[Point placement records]
==================================================

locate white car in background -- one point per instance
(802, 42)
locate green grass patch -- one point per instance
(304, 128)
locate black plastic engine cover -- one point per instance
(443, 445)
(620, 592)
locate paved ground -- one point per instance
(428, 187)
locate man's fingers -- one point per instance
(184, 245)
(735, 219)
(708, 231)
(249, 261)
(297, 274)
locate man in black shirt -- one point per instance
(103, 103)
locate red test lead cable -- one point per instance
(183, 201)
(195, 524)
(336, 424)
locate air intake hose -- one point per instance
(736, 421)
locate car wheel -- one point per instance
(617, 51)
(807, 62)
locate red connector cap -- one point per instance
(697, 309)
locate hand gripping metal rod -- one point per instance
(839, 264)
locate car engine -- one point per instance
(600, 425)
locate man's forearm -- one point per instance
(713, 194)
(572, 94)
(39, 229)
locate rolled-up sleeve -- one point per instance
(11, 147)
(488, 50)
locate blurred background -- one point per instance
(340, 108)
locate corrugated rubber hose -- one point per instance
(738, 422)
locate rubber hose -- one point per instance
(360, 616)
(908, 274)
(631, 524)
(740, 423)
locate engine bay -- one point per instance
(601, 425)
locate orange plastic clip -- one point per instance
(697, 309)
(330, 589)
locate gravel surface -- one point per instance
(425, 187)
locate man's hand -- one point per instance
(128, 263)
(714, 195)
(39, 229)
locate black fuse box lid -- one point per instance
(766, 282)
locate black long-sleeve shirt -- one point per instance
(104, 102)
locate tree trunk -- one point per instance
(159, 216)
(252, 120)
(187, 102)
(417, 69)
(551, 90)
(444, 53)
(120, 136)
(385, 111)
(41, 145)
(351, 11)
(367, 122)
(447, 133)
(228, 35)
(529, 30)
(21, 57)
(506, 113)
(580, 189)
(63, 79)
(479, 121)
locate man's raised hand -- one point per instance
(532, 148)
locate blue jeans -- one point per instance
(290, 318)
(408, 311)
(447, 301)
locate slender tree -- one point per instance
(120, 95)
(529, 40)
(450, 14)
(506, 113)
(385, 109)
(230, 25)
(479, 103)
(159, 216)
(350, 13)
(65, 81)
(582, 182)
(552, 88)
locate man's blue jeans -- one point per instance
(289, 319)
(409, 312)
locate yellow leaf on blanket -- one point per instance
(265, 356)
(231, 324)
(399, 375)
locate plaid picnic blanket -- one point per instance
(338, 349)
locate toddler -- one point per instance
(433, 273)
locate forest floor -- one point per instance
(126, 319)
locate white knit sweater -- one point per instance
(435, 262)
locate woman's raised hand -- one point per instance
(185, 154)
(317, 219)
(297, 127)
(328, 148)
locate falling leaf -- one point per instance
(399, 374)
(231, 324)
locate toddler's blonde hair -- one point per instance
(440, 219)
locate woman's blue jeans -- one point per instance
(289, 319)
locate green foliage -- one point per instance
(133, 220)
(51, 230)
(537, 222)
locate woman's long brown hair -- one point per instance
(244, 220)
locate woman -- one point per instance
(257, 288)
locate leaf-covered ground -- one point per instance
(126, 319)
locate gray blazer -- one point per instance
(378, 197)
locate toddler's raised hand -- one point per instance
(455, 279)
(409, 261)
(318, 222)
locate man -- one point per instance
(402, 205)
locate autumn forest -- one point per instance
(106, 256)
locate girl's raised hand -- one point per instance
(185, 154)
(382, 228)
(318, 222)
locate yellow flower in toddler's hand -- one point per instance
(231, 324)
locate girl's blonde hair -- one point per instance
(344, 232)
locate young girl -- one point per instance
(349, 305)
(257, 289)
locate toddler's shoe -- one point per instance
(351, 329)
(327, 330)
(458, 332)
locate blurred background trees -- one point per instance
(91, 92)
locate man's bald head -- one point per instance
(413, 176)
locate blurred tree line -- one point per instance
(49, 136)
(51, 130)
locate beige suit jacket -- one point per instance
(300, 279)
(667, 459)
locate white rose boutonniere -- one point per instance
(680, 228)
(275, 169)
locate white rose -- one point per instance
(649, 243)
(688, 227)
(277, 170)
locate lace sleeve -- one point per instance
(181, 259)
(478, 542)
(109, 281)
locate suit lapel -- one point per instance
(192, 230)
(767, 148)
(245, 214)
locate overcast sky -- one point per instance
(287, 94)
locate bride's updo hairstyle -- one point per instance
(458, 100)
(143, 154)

==================================================

_YOUR GOAL_. Copy exactly, word for word, the line with "locate young girl -- one point per instance" through the final line of the listing.

_EXERCISE RESULT_.
locate young girl -- one point per instance
(349, 305)
(257, 289)
locate toddler's shoe -- one point per instance
(351, 329)
(327, 330)
(458, 332)
locate blurred background trees -- one point per instance
(91, 92)
locate man's bald head -- one point per instance
(413, 176)
locate blurred tree line -- one point per instance
(49, 136)
(51, 130)
locate beige suit jacket -- one point per instance
(300, 279)
(667, 459)
locate white rose boutonniere -- one point per instance
(680, 228)
(275, 169)
locate white rose -- one point per instance
(649, 243)
(688, 227)
(277, 170)
locate lace sleeve -- one point per instance
(181, 259)
(478, 542)
(109, 281)
locate suit lapel -- one point per instance
(192, 230)
(767, 148)
(245, 214)
locate overcast sky -- one point per instance
(287, 94)
locate bride's updo hairstyle -- one point per instance
(458, 100)
(143, 154)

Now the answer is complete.